[TEXTO DE REFERENCIA]
“Los viejos demonios que destruyeron Europa no han desaparecido”
Erwin Mortier repasa en 'Cuando los dioses duermen' la Gran Guerra en Bélgica y el adiós de una época y sus ecos en el siglo XX
“Así fue como la guerra devolvió a muchos: previa retención de un porcentaje arbitrario de carne. Esa carne debería poder contar con sus propios camposantos, hileras de losas dedicadas a brazos, piernas, pies, dedos, o paredes con urnas cinerarias tras cuyas placas descansaran, por ejemplo, los testículos y el miembro, a la espera de ser reunificados con el resto de su dueño”.
Desgajados, rotos en pedazos, de esta manera recuerda Helena, la narradora de Cuando mueren los dioses (Acantilado), a los hombres, la carne de la Gran Guerra. Y quizá podríamos extender la descripción a una Europa que empezó su camino por los horrores del siglo pasado, ya que esta novela del escritor belga Erwin Mortier (Nevele, 1965) funde la historia personal de una mujer de la alta burguesía flamenca con la caída de una clase, una época y todo un mundo.
Sentí la necesidad de recuperar el fin de la belle époque belga, porque la Primera Guerra Mundial fue como un apocalipsis para el país
“Sentí la necesidad de recuperar el fin de la belle époque belga, porque la Primera Guerra Mundial fue como un apocalipsis para el país”, apunta el autor, quien, consciente de que la temática ha dado varios títulos de ficción recientemente, los de Gonçalo Tavares o Giani Stuparich por mencionar algunos, considera que era necesario “llenar ese vacío” en la literatura belga. “Después de la guerra, el objetivo era sobrevivir y los escritores se habían exiliado, poco después la Segunda Guerra Mundial eclipsó a la primera y se olvidó todo”.
Helena, ya vencida por la edad, recuerda y escribe su infancia y madurez en el universo de la opulencia, pero también la apariencia de la burguesía belga, inflada por las riquezas de un país que “era uno de los tres más industrializados del mundo” y que la guerra cortó de raíz. Mortier escoge una protagonista heterodoxa, que quiere liberarse de las ataduras y los roles impuestos a las mujeres de la belle époque. Destinadas a ser esposas y madres, eran consideradas como “una estatua de María, impoluta y preciosa. A través de la escritura podían conseguir la independencia intelectual y la libertad de vivir su vida”.

[ENTRADAS PROPORCIONADAS]
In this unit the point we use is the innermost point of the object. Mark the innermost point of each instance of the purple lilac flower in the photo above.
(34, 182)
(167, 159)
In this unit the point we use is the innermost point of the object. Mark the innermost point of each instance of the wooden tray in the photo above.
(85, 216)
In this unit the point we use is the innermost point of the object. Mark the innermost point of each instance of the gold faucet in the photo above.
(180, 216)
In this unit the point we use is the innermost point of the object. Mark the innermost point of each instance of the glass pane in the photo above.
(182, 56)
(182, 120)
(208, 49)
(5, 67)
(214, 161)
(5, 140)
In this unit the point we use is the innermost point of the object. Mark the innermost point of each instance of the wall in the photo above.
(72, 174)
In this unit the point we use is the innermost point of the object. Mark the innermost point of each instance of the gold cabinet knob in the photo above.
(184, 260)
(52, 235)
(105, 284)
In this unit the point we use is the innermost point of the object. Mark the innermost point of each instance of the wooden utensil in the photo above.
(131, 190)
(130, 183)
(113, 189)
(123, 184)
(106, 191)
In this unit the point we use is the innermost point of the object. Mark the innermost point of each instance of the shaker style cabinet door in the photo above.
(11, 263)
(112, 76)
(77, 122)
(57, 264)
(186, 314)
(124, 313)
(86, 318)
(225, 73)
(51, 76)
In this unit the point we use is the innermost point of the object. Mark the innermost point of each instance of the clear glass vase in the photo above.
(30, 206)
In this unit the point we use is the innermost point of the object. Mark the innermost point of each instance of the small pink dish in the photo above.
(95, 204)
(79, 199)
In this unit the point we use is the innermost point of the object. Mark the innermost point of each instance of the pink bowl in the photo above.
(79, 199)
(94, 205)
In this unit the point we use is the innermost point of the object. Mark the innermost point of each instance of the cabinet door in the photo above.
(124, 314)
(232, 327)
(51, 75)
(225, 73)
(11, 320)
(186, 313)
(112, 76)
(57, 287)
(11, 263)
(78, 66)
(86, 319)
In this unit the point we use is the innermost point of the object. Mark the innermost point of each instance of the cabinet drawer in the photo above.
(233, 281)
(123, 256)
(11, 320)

[EJERCICIOS]
1 > Resume en dos oraciones el texto sobre la novela de Erwin Mortier.
2 > Copia del texto sobre la novela de Erwin Mortier el tramo que va desde "Desgajados, rotos en" hasta "todo un mundo.".
No hace falta consultar las entradas.

[RESPUESTAS EN ORDEN]
1 > La novela del escritor belga Erwin Mortier funde la historia personal de Helena, una mujer de la alta burguesía flamenca, con la caída de una clase, una época y todo un mundo en el marco de la Gran Guerra en Bélgica. Mortier afirma que quiso recuperar el fin de la belle époque belga y llenar un vacío en la literatura de su país, y elige una protagonista que busca liberarse de los roles impuestos a las mujeres de aquel tiempo.

2 >
Desgajados, rotos en pedazos, de esta manera recuerda Helena, la narradora de Cuando mueren los dioses (Acantilado), a los hombres, la carne de la Gran Guerra. Y quizá podríamos extender la descripción a una Europa que empezó su camino por los horrores del siglo pasado, ya que esta novela del escritor belga Erwin Mortier (Nevele, 1965) funde la historia personal de una mujer de la alta burguesía flamenca con la caída de una clase, una época y todo un mundo.